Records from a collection
━━━━━━━━━━

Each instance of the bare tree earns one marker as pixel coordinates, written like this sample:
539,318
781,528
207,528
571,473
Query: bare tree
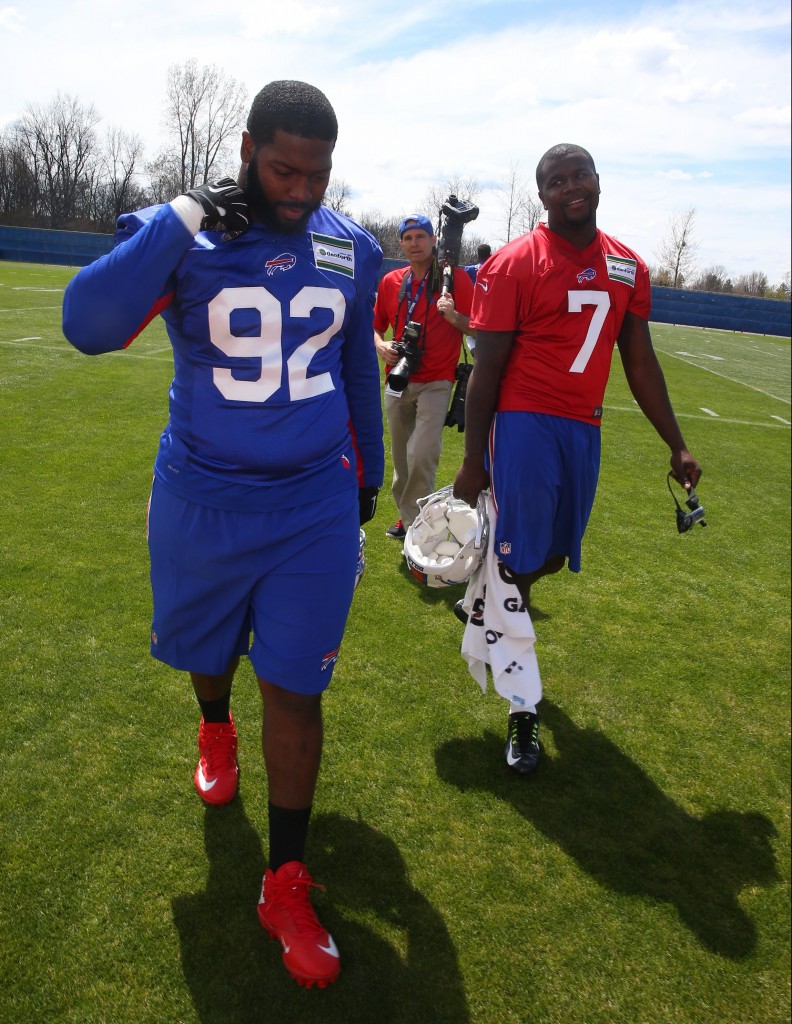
337,196
58,143
17,187
118,188
385,230
164,177
677,252
522,212
204,110
714,279
754,283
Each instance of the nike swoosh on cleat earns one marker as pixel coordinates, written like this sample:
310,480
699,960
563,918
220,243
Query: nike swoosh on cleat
203,782
331,948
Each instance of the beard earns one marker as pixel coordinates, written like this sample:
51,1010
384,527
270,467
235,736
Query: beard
268,212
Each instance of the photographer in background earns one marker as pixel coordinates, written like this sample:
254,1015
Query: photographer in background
416,408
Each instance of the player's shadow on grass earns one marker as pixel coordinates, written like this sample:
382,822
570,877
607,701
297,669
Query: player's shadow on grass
607,813
398,963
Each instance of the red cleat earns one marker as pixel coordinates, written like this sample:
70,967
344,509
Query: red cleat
309,954
217,771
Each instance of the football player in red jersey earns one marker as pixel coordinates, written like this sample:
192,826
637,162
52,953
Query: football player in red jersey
548,309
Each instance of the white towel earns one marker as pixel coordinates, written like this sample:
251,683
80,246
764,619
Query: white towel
499,632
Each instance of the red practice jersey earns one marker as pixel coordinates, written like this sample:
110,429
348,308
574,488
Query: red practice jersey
566,306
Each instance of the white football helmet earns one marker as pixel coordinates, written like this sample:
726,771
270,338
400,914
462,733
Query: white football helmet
447,542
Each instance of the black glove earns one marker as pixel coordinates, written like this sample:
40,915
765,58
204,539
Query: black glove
225,207
367,501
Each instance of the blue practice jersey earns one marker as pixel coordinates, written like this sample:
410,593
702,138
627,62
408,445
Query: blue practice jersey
275,400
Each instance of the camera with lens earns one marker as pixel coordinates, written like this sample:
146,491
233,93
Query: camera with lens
454,216
410,356
686,520
456,413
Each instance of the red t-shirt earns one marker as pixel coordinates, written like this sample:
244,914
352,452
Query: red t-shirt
566,306
442,342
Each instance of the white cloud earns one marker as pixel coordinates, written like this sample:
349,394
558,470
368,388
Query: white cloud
10,19
676,103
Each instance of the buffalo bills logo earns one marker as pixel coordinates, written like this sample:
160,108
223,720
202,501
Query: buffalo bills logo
283,262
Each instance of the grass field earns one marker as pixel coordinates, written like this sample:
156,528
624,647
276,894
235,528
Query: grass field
641,876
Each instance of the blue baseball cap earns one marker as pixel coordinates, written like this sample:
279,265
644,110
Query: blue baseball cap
418,222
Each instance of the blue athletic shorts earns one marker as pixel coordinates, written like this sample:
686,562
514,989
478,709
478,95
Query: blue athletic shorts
286,577
544,471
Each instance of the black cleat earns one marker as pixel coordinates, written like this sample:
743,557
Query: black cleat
397,531
523,744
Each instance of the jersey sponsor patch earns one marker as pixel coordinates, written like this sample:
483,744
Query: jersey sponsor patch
621,268
333,254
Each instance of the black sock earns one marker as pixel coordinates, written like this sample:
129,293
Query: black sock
216,711
288,832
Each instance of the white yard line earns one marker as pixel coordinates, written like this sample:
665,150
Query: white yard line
769,394
694,416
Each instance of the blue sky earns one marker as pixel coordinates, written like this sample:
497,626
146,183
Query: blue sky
682,104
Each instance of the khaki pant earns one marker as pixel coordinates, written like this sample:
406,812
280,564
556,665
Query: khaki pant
415,420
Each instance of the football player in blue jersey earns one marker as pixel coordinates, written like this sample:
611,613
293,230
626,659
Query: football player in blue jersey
271,461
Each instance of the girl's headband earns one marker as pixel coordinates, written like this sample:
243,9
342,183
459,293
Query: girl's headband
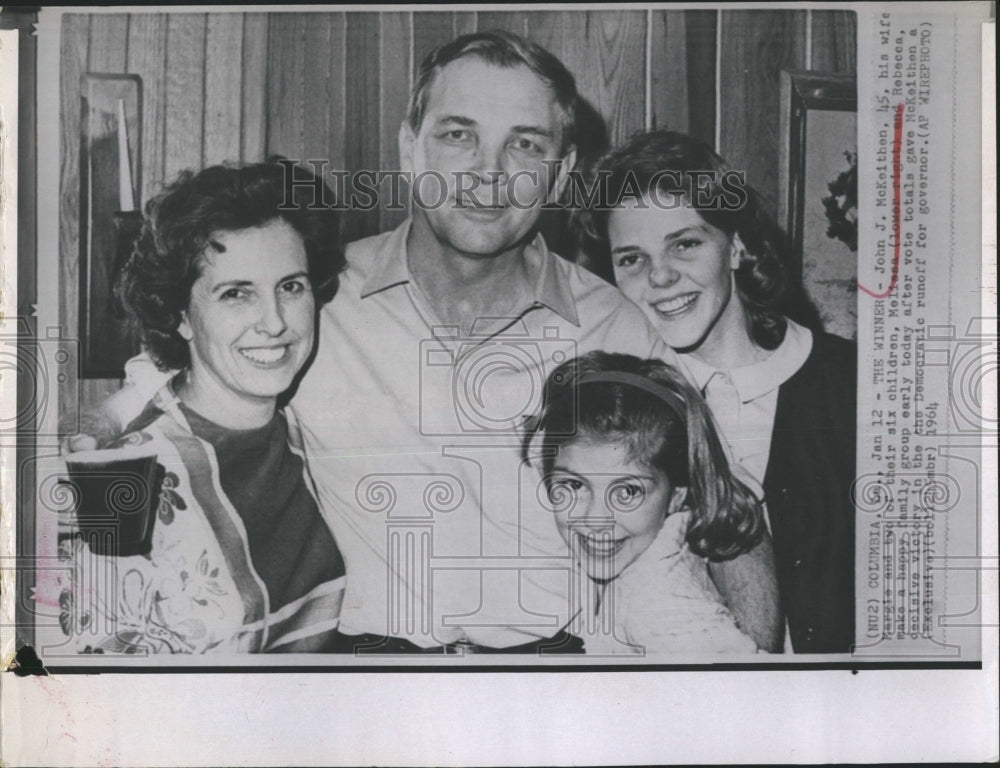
676,404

━━━━━━━━━━

§ Work to do: Please turn the listing above into a numbered list with one line per item, dropping any blank lines and leaving the pictures out.

§ Solution:
1. Each instance of the bare tree earns one marker as pixel coordinates, written like this sample:
2. 539,318
3. 781,528
4. 207,528
5. 571,473
6. Query: bare tree
7. 337,196
8. 58,143
9. 17,187
10. 118,188
11. 385,230
12. 164,177
13. 677,252
14. 522,212
15. 204,110
16. 714,279
17. 754,283
18. Each instance of the nike swoosh on cleat earns one marker as pixel coordinates, written like this sample:
19. 310,480
20. 699,960
21. 563,918
22. 220,243
23. Query: nike swoosh on cleat
24. 203,782
25. 331,948
26. Each instance of the beard earns one marker as pixel coordinates, written like this sample:
27. 51,1010
28. 384,527
29. 270,467
30. 235,736
31. Query: beard
32. 268,212
33. Each instance of the photographer in background earns one marker as pixel coordinates, written like this sample:
34. 254,1015
35. Query: photographer in background
36. 416,408
37. Each instance of the player's shadow on grass earns one marker as pixel coordinates, written like this sample:
38. 382,822
39. 570,877
40. 607,701
41. 297,669
42. Query: player's shadow on grass
43. 607,813
44. 398,963
45. Each instance of the red cleat earns one marker as pixel coordinates, written like this sample:
46. 70,967
47. 344,509
48. Query: red cleat
49. 309,954
50. 217,771
51. Each instance of the football player in red jersey earns one marker as pixel coordinates, written like this sample:
52. 192,826
53. 637,162
54. 52,953
55. Query: football player in red jersey
56. 548,309
57. Each instance of the white towel earns one marker as pixel coordinates, written like this sample:
58. 251,683
59. 80,246
60. 764,619
61. Query: white towel
62. 499,632
63. Each instance of the red practice jersey earns one marker as pixel coordinates, written like this sample:
64. 110,429
65. 348,308
66. 574,488
67. Query: red practice jersey
68. 566,306
69. Each instance of the white football helmet earns one marker as pixel coordinates, written like this sample:
70. 726,771
71. 270,338
72. 400,914
73. 462,733
74. Query: white football helmet
75. 447,542
76. Each instance of the black glove earns one marker as pixel coordinates, written like this sample:
77. 40,915
78. 765,58
79. 204,539
80. Query: black glove
81. 225,207
82. 367,501
83. Each instance of the blue practice jersey earns one marker as pixel coordinates, written like this sample:
84. 410,593
85. 702,138
86. 627,62
87. 408,445
88. Query: blue practice jersey
89. 275,400
90. Each instance of the camera with lens earns one marker as pixel coordinates, written like this sample:
91. 146,491
92. 233,93
93. Query: camera with lens
94. 454,216
95. 410,356
96. 686,520
97. 456,413
98. Each instance of the red t-shirt earns one marker as pixel coordinates, written like this sample:
99. 244,914
100. 352,452
101. Query: red t-shirt
102. 566,306
103. 442,342
104. Each instance of the white cloud earns one marker as pixel coordinates, written like this sample:
105. 349,394
106. 558,470
107. 368,388
108. Query: white cloud
109. 10,19
110. 676,103
111. Each instance of the buffalo bills logo earns one marker as pixel coordinates, written like this sample:
112. 160,108
113. 223,720
114. 202,501
115. Query: buffalo bills logo
116. 283,262
117. Each instance of the grass field earns one marker as pixel coordinates, written like this sample:
118. 156,528
119. 624,647
120. 276,894
121. 235,528
122. Query: grass field
123. 641,876
124. Each instance of the blue baseball cap earns one marker as pixel coordinates, written like this sample:
125. 279,265
126. 644,110
127. Query: blue baseball cap
128. 418,222
129. Each instance of the blue athletic shorts earns one marker as pixel coordinates, written like this sample:
130. 686,562
131. 514,989
132. 478,709
133. 478,95
134. Query: blue athletic shorts
135. 286,577
136. 544,471
137. Each instance of the black cleat earns one marker as pixel coordinates, written like this sample:
138. 743,557
139. Query: black cleat
140. 397,531
141. 523,744
142. Each instance of the jersey sponsor patch earns one marker as pixel coordinates, written like this sample:
143. 483,744
144. Query: jersey sponsor patch
145. 621,268
146. 333,254
147. Each instance of the black sock earns one marker as pixel coordinates, written like this sample:
148. 129,293
149. Query: black sock
150. 216,711
151. 288,832
152. Each instance of the white yard line earns one marker as pixel coordinates, written like this sample:
153. 665,150
154. Query: white yard line
155. 769,394
156. 694,416
157. Each instance of the blue sky earns one marker as pixel coordinates, written like this sample:
158. 497,626
159. 146,183
160. Query: blue sky
161. 682,104
162. Each instance of the khaki pant earns one marker as pixel coordinates, written like this sample:
163. 406,812
164. 280,564
165. 556,665
166. Query: khaki pant
167. 415,420
168. Each instance of the football player in blue jersey earns one marker as pixel coordinates, written like this sample:
169. 611,613
170. 293,230
171. 626,659
172. Query: football player in blue jersey
173. 271,461
174. Each instance of the girl's headband earns one marker as pixel coordinates, written like this sample:
175. 243,9
176. 342,183
177. 459,293
178. Query: girl's headband
179. 676,404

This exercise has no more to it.